Begin Provided records
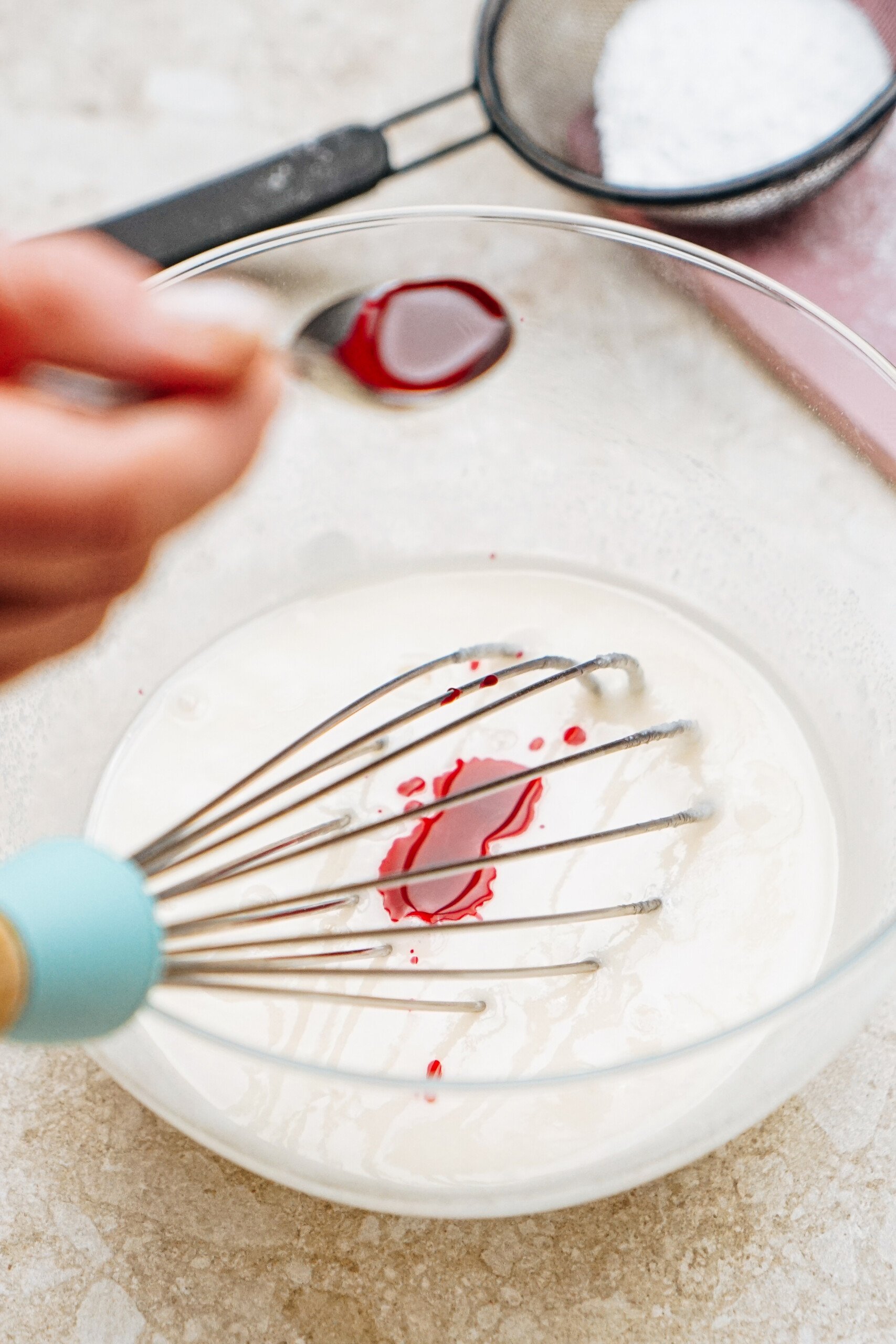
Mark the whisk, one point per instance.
(85, 936)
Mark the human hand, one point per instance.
(85, 495)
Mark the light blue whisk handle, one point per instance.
(90, 942)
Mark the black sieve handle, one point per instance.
(276, 191)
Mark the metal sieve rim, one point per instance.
End Provided records
▶ [What you have to do]:
Rewrite all the items above with "strainer" in place of every "sieve", keeping everything else the same. Leave out the pictures.

▶ [Full response]:
Mark the whisk, one point per instance.
(85, 936)
Mark the human hand, one point per instance.
(85, 495)
Mark the light blue whisk handle, one point per instance.
(90, 942)
Mark the black strainer handle, one point per instance.
(276, 191)
Mark the metal strainer rim, one point per instance.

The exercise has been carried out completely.